_Exercise_
Please repeat the whole listing exactly, but leave out any picture it holds.

_Extracted entries_
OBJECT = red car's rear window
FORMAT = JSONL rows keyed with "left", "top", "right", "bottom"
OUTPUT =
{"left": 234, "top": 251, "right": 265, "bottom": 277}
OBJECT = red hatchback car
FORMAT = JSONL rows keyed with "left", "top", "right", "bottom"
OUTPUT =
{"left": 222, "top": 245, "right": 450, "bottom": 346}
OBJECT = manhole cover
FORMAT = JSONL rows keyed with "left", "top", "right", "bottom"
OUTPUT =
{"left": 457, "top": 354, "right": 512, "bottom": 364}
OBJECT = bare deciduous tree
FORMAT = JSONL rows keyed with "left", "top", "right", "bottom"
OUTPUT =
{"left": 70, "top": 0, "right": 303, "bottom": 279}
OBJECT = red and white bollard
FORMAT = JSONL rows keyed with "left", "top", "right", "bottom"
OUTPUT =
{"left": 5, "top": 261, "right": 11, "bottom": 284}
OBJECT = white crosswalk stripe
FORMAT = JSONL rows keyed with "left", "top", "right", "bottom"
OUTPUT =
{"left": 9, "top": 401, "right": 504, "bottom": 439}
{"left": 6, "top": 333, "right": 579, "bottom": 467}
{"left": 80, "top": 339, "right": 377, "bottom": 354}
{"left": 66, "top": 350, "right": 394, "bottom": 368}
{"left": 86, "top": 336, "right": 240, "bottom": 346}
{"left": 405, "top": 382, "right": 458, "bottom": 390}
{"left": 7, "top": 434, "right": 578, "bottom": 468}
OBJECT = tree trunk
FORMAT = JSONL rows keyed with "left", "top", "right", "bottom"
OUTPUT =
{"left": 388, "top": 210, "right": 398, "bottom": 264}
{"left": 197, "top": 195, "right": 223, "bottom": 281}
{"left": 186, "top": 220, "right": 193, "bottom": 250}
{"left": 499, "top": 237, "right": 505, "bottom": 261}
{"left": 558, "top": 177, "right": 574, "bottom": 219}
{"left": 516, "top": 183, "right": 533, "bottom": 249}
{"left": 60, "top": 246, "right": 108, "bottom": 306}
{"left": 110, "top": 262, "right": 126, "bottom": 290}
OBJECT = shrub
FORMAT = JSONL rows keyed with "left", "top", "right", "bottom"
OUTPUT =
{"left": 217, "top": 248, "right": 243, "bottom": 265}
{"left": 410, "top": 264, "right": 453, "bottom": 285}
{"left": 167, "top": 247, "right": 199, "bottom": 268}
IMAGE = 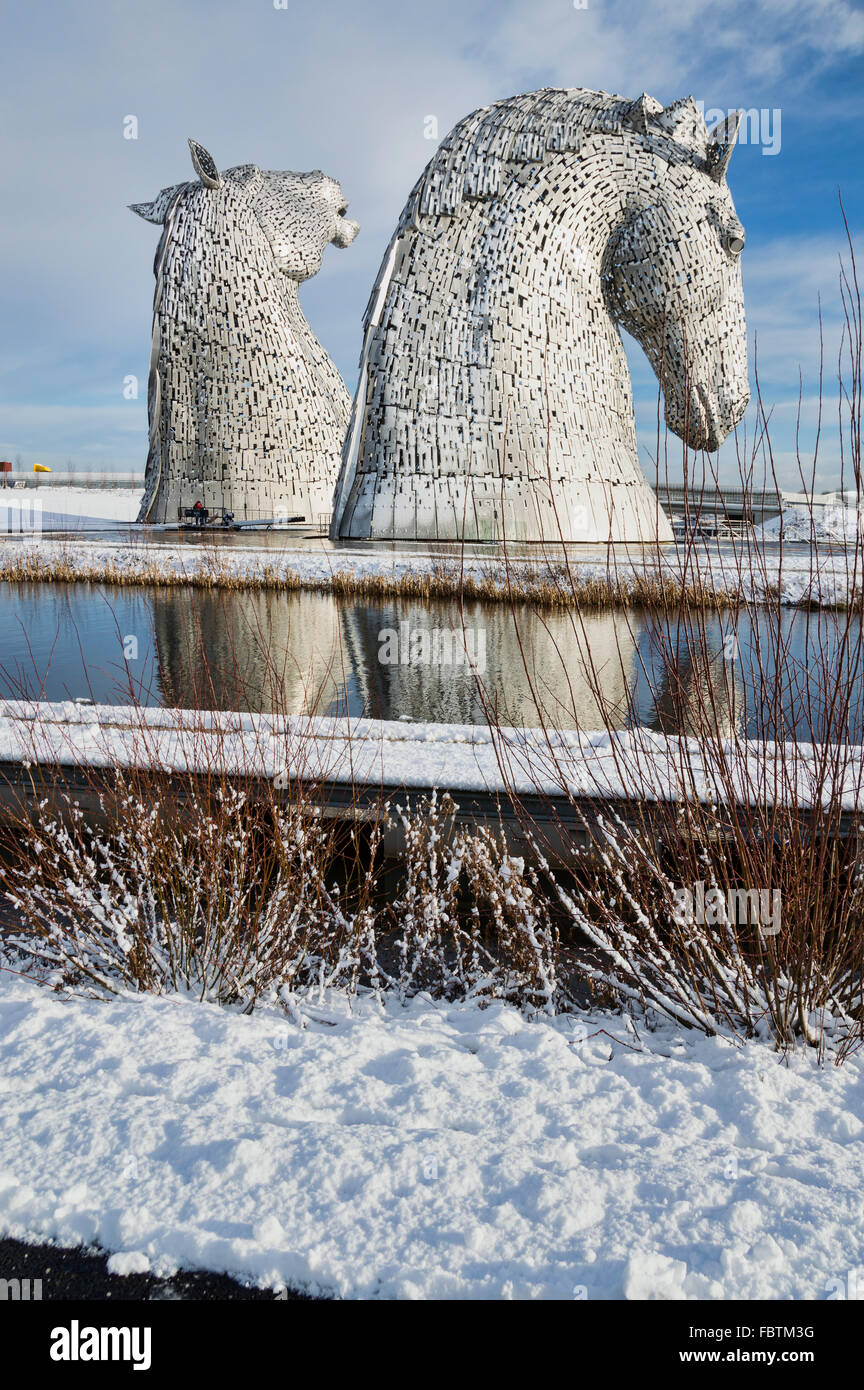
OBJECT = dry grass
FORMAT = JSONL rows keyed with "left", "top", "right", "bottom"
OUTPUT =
{"left": 0, "top": 544, "right": 742, "bottom": 612}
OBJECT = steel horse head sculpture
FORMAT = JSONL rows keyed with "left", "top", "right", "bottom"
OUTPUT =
{"left": 132, "top": 139, "right": 359, "bottom": 524}
{"left": 331, "top": 88, "right": 748, "bottom": 544}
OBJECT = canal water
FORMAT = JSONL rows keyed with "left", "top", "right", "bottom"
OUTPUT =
{"left": 1, "top": 581, "right": 861, "bottom": 742}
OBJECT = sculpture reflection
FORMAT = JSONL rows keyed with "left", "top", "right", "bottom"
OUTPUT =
{"left": 152, "top": 588, "right": 654, "bottom": 731}
{"left": 339, "top": 601, "right": 640, "bottom": 729}
{"left": 153, "top": 589, "right": 349, "bottom": 715}
{"left": 642, "top": 625, "right": 745, "bottom": 740}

_Solution to the exercise_
OBJECT = red car's rear window
FORMAT = JSONL rows keyed with "left", "top", "right", "bottom"
OUTPUT =
{"left": 234, "top": 251, "right": 265, "bottom": 277}
OBJECT = red hatchback car
FORMAT = JSONL rows keyed with "left", "top", "right", "bottom"
OUTPUT =
{"left": 222, "top": 245, "right": 450, "bottom": 346}
OBJECT = manhole cover
FORMAT = JSONL rows keyed with "left", "top", "right", "bottom"
OUTPUT =
{"left": 457, "top": 354, "right": 512, "bottom": 364}
OBJECT = bare deciduous tree
FORMAT = JSONL rows keyed with "left", "top", "right", "bottom"
OUTPUT =
{"left": 70, "top": 0, "right": 303, "bottom": 279}
OBJECT = red and white bollard
FORMAT = JSONL rows keyed with "left", "top", "right", "bottom"
OUTPUT =
{"left": 5, "top": 261, "right": 11, "bottom": 284}
OBJECT = white crosswalk stripe
FORMAT = JSONL rows keyed with "left", "top", "right", "bottom"
OUTPUT =
{"left": 9, "top": 401, "right": 504, "bottom": 439}
{"left": 6, "top": 333, "right": 579, "bottom": 467}
{"left": 80, "top": 339, "right": 377, "bottom": 354}
{"left": 66, "top": 350, "right": 394, "bottom": 368}
{"left": 86, "top": 336, "right": 240, "bottom": 346}
{"left": 405, "top": 382, "right": 458, "bottom": 390}
{"left": 7, "top": 434, "right": 578, "bottom": 468}
OBJECT = tree trunk
FORMAT = JSONL rows keyed with "left", "top", "right", "bottom"
OUTPUT =
{"left": 388, "top": 210, "right": 398, "bottom": 264}
{"left": 197, "top": 195, "right": 223, "bottom": 281}
{"left": 186, "top": 220, "right": 193, "bottom": 250}
{"left": 499, "top": 237, "right": 505, "bottom": 261}
{"left": 558, "top": 177, "right": 574, "bottom": 219}
{"left": 516, "top": 183, "right": 533, "bottom": 249}
{"left": 60, "top": 246, "right": 108, "bottom": 306}
{"left": 110, "top": 262, "right": 126, "bottom": 290}
OBJECT = shrub
FORMAT = JSONL rows keyed with "left", "top", "right", "bottom"
OUTPUT =
{"left": 217, "top": 248, "right": 243, "bottom": 265}
{"left": 410, "top": 264, "right": 453, "bottom": 285}
{"left": 167, "top": 247, "right": 199, "bottom": 268}
IMAGE = 
OBJECT = dry grass
FORMAT = JSONL rows keyed with "left", "top", "right", "bottom"
OUTPUT =
{"left": 0, "top": 544, "right": 742, "bottom": 612}
OBJECT = steel horse head sculpture
FORMAT = JSONL rows keyed with "left", "top", "right", "bottom"
OUTPUT =
{"left": 132, "top": 139, "right": 359, "bottom": 524}
{"left": 331, "top": 88, "right": 748, "bottom": 544}
OBJECT = canal water
FORMAT = JSONL rows keyed with "left", "top", "right", "bottom"
OUTPUT =
{"left": 1, "top": 581, "right": 861, "bottom": 742}
OBJECT = sculpture reflection
FORMAT = JSONL rows keyed with "left", "top", "right", "bottom"
OUTPUT =
{"left": 152, "top": 588, "right": 654, "bottom": 731}
{"left": 339, "top": 601, "right": 640, "bottom": 729}
{"left": 153, "top": 589, "right": 349, "bottom": 715}
{"left": 642, "top": 625, "right": 745, "bottom": 740}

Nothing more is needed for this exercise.